>> START Excerpted text

Who is the Real RBI Leader for 2012?

We all know that Miguel Cabrera had a phenomenal year in 2012, winning the Triple Crown and later being named the American League MVP. His 44 home runs and .330 batting average are all his own but the 139 RBI he amassed are a shared number, as he couldn’t accumulate RBI without the R (runners). What if everybody had Cabrera’s opportunities? Would others have eclipsed his RBI total?

To analyze this I calculated a percentage measure called the Runner Movement Indicator, or RMI for short. It’s a simple calculation once you have the data. Each time a batter comes to the plate with a runner on base, the potential bases that the runners can move are added together. A runner on 1st can move three total bases, 2nd base can move two and 3rd base can move one. Then, at the end of the at-bat, the final positions of the runners are compared with their starting position to determine the total bases moved out of the potential bases. For example if Cabrera gets a single with a runner on 1st, moving the runner to 3rd base, he is awarded two of the possible three bases, for a 0.667 clip. By calculating RMI as a percentage of the opportunities, we’re factoring out the increased benefit Cabrera gets from his stellar teammates.

One of the beautiful things about RMI is not just that it is a simple calculation, but that it reads nearly like a batting average. This makes it is immediately easy to tell the good from the bad. Below is a histogram of the RMI for all qualifying players in 2012.

Now let’s overlay that with the batting averages from the same year in red. You’ll see the distribution is quite similar.

One might think that players with high batting averages also have high RMI, but that’s not quite the case. If we try to correlate RMI with Batting Average, OBP or SLG, we stay below a 0.5 R2 in each case although all with the expected positive slopes.

RMI vs BA

RMI vs OBP

RMI vs SLG

0.411 R2

0.429 R2

0.323 R2

* * *

Now that we know a little about RMI, let’s look at the leaders from 2012.

Player

RMI

Actual Bases Moved

Potential Bases Moved

RBI

Joey Votto

0.342

218

637

56

Joe Mauer

0.332

336

1011

85

Torii Hunter

0.328

300

915

92

Josh Hamilton

0.323

288

891

128

Adrian Gonzalez

0.317

329

1037

108

Yasmani Grandal

0.317

117

369

36

Miguel Cabrera

0.316

319

1008

139

Josh Rutledge

0.316

128

405

37

Garrett Jones

0.315

249

791

86

Elvis Andrus

0.311

271

871

62

We see that Cabrera is 7th on the list for 2012. Still great, but not the best. We also see that Joey Votto moved runners around the bases at the highest rate, 26 points higher than Cabrera. So let’s use the RMI data above to see if anybody would have taken over the RBI lead given the same opportunities as Cabrera.

>> END Excerpted text
>> START Data records

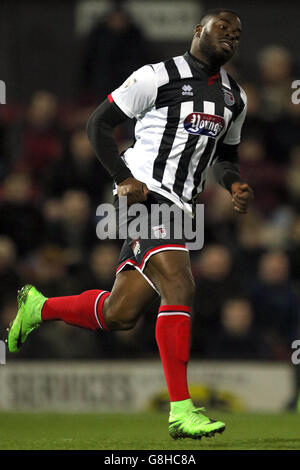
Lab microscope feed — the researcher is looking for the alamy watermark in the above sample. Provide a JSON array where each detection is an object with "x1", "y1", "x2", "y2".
[
  {"x1": 292, "y1": 80, "x2": 300, "y2": 104},
  {"x1": 0, "y1": 80, "x2": 6, "y2": 104},
  {"x1": 96, "y1": 196, "x2": 204, "y2": 250},
  {"x1": 291, "y1": 339, "x2": 300, "y2": 366}
]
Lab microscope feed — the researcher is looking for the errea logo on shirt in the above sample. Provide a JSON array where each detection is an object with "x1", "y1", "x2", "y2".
[{"x1": 182, "y1": 85, "x2": 194, "y2": 96}]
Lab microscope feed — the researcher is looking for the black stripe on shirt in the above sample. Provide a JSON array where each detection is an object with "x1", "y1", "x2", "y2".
[{"x1": 152, "y1": 59, "x2": 181, "y2": 182}]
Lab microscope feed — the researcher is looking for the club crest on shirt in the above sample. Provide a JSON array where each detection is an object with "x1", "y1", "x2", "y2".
[
  {"x1": 223, "y1": 88, "x2": 235, "y2": 106},
  {"x1": 183, "y1": 113, "x2": 225, "y2": 139},
  {"x1": 131, "y1": 238, "x2": 141, "y2": 256},
  {"x1": 152, "y1": 224, "x2": 167, "y2": 238}
]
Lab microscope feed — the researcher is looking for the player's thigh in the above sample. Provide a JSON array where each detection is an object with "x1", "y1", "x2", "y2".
[
  {"x1": 145, "y1": 250, "x2": 195, "y2": 305},
  {"x1": 105, "y1": 269, "x2": 157, "y2": 329}
]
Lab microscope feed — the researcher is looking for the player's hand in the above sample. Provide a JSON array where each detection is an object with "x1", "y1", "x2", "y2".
[
  {"x1": 231, "y1": 182, "x2": 253, "y2": 214},
  {"x1": 117, "y1": 178, "x2": 149, "y2": 206}
]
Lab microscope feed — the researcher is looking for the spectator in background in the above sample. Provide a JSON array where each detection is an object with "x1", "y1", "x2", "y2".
[
  {"x1": 287, "y1": 145, "x2": 300, "y2": 213},
  {"x1": 46, "y1": 129, "x2": 111, "y2": 206},
  {"x1": 0, "y1": 173, "x2": 45, "y2": 256},
  {"x1": 23, "y1": 244, "x2": 77, "y2": 297},
  {"x1": 258, "y1": 45, "x2": 293, "y2": 120},
  {"x1": 44, "y1": 190, "x2": 97, "y2": 265},
  {"x1": 251, "y1": 251, "x2": 299, "y2": 360},
  {"x1": 205, "y1": 298, "x2": 267, "y2": 360},
  {"x1": 258, "y1": 45, "x2": 300, "y2": 164},
  {"x1": 14, "y1": 91, "x2": 63, "y2": 183},
  {"x1": 239, "y1": 138, "x2": 287, "y2": 216},
  {"x1": 0, "y1": 236, "x2": 22, "y2": 308},
  {"x1": 287, "y1": 214, "x2": 300, "y2": 292},
  {"x1": 192, "y1": 245, "x2": 243, "y2": 354},
  {"x1": 83, "y1": 6, "x2": 150, "y2": 103}
]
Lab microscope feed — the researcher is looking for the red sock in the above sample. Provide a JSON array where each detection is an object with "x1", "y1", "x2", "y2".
[
  {"x1": 42, "y1": 290, "x2": 110, "y2": 330},
  {"x1": 155, "y1": 305, "x2": 191, "y2": 401}
]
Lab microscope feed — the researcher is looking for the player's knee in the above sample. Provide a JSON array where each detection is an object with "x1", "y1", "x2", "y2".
[{"x1": 105, "y1": 305, "x2": 137, "y2": 330}]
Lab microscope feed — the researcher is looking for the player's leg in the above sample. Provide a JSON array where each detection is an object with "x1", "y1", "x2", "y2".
[
  {"x1": 145, "y1": 250, "x2": 225, "y2": 439},
  {"x1": 8, "y1": 270, "x2": 157, "y2": 352}
]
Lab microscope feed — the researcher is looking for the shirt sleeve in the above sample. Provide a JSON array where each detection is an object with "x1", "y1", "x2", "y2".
[
  {"x1": 109, "y1": 65, "x2": 157, "y2": 119},
  {"x1": 223, "y1": 88, "x2": 247, "y2": 145}
]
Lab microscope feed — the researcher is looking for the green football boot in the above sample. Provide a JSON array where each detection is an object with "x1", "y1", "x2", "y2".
[
  {"x1": 8, "y1": 284, "x2": 47, "y2": 353},
  {"x1": 169, "y1": 408, "x2": 225, "y2": 439}
]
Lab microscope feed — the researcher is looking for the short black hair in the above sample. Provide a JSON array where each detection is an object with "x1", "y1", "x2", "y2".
[{"x1": 200, "y1": 8, "x2": 241, "y2": 26}]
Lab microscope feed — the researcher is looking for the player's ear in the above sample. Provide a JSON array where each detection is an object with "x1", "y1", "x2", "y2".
[{"x1": 194, "y1": 24, "x2": 203, "y2": 37}]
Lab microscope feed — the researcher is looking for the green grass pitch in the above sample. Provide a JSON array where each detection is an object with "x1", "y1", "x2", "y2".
[{"x1": 0, "y1": 411, "x2": 300, "y2": 450}]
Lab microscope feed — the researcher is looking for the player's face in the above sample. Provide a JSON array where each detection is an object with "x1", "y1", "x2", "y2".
[{"x1": 196, "y1": 12, "x2": 242, "y2": 63}]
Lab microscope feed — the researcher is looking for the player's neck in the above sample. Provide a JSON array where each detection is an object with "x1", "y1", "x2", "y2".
[{"x1": 188, "y1": 48, "x2": 222, "y2": 75}]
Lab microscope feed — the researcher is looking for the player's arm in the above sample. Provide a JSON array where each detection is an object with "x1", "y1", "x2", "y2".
[
  {"x1": 213, "y1": 88, "x2": 253, "y2": 214},
  {"x1": 87, "y1": 66, "x2": 156, "y2": 205},
  {"x1": 213, "y1": 143, "x2": 253, "y2": 214}
]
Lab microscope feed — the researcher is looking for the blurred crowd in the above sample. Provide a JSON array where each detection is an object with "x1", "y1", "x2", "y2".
[{"x1": 0, "y1": 5, "x2": 300, "y2": 378}]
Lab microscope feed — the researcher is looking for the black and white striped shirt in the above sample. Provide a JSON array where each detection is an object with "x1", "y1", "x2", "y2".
[{"x1": 110, "y1": 53, "x2": 247, "y2": 213}]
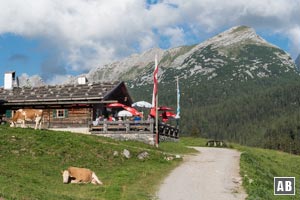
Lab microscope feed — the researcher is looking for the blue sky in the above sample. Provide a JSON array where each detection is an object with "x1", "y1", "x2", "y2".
[{"x1": 0, "y1": 0, "x2": 300, "y2": 85}]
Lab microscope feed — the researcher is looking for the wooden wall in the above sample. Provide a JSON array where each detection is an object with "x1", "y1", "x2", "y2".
[{"x1": 43, "y1": 107, "x2": 92, "y2": 128}]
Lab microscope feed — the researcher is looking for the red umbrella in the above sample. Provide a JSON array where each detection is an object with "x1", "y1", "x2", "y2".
[
  {"x1": 106, "y1": 103, "x2": 125, "y2": 108},
  {"x1": 158, "y1": 106, "x2": 173, "y2": 111},
  {"x1": 123, "y1": 106, "x2": 142, "y2": 116},
  {"x1": 160, "y1": 111, "x2": 176, "y2": 118}
]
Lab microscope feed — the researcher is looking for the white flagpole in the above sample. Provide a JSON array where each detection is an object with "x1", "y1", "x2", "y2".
[{"x1": 155, "y1": 55, "x2": 159, "y2": 148}]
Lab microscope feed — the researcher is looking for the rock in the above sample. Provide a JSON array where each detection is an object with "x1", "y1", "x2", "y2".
[
  {"x1": 123, "y1": 149, "x2": 131, "y2": 159},
  {"x1": 165, "y1": 156, "x2": 174, "y2": 161},
  {"x1": 137, "y1": 151, "x2": 149, "y2": 160},
  {"x1": 113, "y1": 151, "x2": 119, "y2": 157}
]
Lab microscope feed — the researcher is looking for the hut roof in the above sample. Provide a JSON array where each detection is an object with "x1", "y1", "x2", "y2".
[{"x1": 0, "y1": 82, "x2": 132, "y2": 105}]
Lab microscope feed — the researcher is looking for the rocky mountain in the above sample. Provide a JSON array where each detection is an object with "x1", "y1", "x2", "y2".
[
  {"x1": 72, "y1": 26, "x2": 295, "y2": 87},
  {"x1": 295, "y1": 54, "x2": 300, "y2": 72}
]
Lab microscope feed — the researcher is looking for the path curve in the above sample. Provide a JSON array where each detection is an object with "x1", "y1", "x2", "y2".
[{"x1": 157, "y1": 147, "x2": 247, "y2": 200}]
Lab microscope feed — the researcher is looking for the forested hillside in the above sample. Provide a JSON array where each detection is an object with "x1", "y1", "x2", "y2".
[{"x1": 131, "y1": 69, "x2": 300, "y2": 154}]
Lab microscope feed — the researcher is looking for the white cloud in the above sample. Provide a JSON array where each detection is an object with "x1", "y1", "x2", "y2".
[{"x1": 0, "y1": 0, "x2": 300, "y2": 82}]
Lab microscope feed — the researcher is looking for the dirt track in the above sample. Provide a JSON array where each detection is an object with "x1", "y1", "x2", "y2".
[{"x1": 157, "y1": 147, "x2": 247, "y2": 200}]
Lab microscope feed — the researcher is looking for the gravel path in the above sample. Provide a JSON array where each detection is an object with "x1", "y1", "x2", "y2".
[{"x1": 157, "y1": 147, "x2": 247, "y2": 200}]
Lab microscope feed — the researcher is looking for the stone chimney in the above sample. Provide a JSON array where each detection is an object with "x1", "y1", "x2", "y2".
[
  {"x1": 4, "y1": 71, "x2": 19, "y2": 90},
  {"x1": 78, "y1": 76, "x2": 87, "y2": 85}
]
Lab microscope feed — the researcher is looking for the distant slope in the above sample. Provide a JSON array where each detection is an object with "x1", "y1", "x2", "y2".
[{"x1": 14, "y1": 26, "x2": 300, "y2": 153}]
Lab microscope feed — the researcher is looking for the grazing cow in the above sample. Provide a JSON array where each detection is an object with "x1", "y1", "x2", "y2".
[
  {"x1": 62, "y1": 167, "x2": 102, "y2": 185},
  {"x1": 10, "y1": 109, "x2": 43, "y2": 129}
]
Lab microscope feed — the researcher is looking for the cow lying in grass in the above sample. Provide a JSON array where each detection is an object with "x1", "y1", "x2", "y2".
[
  {"x1": 10, "y1": 109, "x2": 43, "y2": 129},
  {"x1": 62, "y1": 167, "x2": 102, "y2": 185}
]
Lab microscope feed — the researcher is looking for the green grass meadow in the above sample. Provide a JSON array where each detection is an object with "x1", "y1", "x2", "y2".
[
  {"x1": 0, "y1": 126, "x2": 192, "y2": 200},
  {"x1": 0, "y1": 126, "x2": 300, "y2": 200}
]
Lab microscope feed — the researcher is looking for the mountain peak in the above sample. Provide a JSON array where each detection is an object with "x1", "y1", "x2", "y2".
[{"x1": 202, "y1": 26, "x2": 274, "y2": 48}]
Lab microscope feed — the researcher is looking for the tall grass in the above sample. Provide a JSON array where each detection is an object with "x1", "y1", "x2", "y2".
[
  {"x1": 233, "y1": 145, "x2": 300, "y2": 200},
  {"x1": 0, "y1": 126, "x2": 193, "y2": 200}
]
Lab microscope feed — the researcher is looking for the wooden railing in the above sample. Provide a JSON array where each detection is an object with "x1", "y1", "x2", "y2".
[
  {"x1": 90, "y1": 121, "x2": 179, "y2": 138},
  {"x1": 90, "y1": 121, "x2": 153, "y2": 133}
]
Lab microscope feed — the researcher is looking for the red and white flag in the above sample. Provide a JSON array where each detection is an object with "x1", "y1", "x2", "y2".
[{"x1": 150, "y1": 55, "x2": 158, "y2": 117}]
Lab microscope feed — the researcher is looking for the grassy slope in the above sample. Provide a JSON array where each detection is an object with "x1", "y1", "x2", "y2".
[
  {"x1": 235, "y1": 145, "x2": 300, "y2": 200},
  {"x1": 0, "y1": 126, "x2": 195, "y2": 200},
  {"x1": 0, "y1": 126, "x2": 300, "y2": 200}
]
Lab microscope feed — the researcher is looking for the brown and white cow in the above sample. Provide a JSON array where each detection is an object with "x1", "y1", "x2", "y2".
[
  {"x1": 10, "y1": 109, "x2": 43, "y2": 129},
  {"x1": 62, "y1": 167, "x2": 102, "y2": 185}
]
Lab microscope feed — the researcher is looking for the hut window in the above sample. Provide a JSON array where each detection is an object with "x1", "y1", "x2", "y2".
[{"x1": 53, "y1": 109, "x2": 68, "y2": 118}]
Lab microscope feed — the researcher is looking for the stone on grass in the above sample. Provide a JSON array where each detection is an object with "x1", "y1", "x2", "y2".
[
  {"x1": 123, "y1": 149, "x2": 131, "y2": 158},
  {"x1": 137, "y1": 151, "x2": 149, "y2": 160}
]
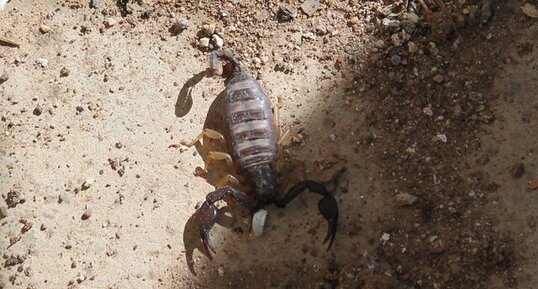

>> END Data records

#### Exercise tasks:
1. In the text on the 2012 RBI leader, how many potential bases is a runner on 2nd base able to move?
2. Pick up the text on the 2012 RBI leader after its final sentence and keep it going.

#### Answers for this exercise:
1. Two.

2.
To do this we first subtract home runs from RBI, as the batter’s own bases aren’t used in RMI. Of Cabrera’s 139 RBI in 2012, 44 came from himself scoring on his own home run. This means he had 95 RMI influenced RBI based on a 0.316 RMI. If we apply this same ratio to Votto’s RMI of 0.342 we get 103 RBI. Votto’s 14 home runs bring him up to 117 RBI, still well shy of Cabrera.

Of course we know that Josh Hamilton was the one chasing Cabrera’s home run total in 2012, so let’s do the same calculation with him. Hamilton’s 0.323 RMI would give him 98 equivalent RBI. Adding in his 43 home runs brings him to 141 RBI, 2 higher than Cabrera. Too close to call? Nah… Hamilton wins.

Takeaways

The ability to get on base is one of the best predictive factors of runs and therefore wins. It gets better if you add RMI but they should be considered a distinct contribution. RMI leaders may not have great batting averages and vice versa. Undervalued players can be found with high RMI that have average OBP and BA stats.

More Data

Complete player and team RMI stats can be found on with the links below

 

Data Collection & Mining Techniques

All of the data used in this post was loaded from MLB’s gameday servers into a MongoDB database using my atbat-mongodb project. This project is open source code that anybody can use, modify, contribute to, etc. Fork me please!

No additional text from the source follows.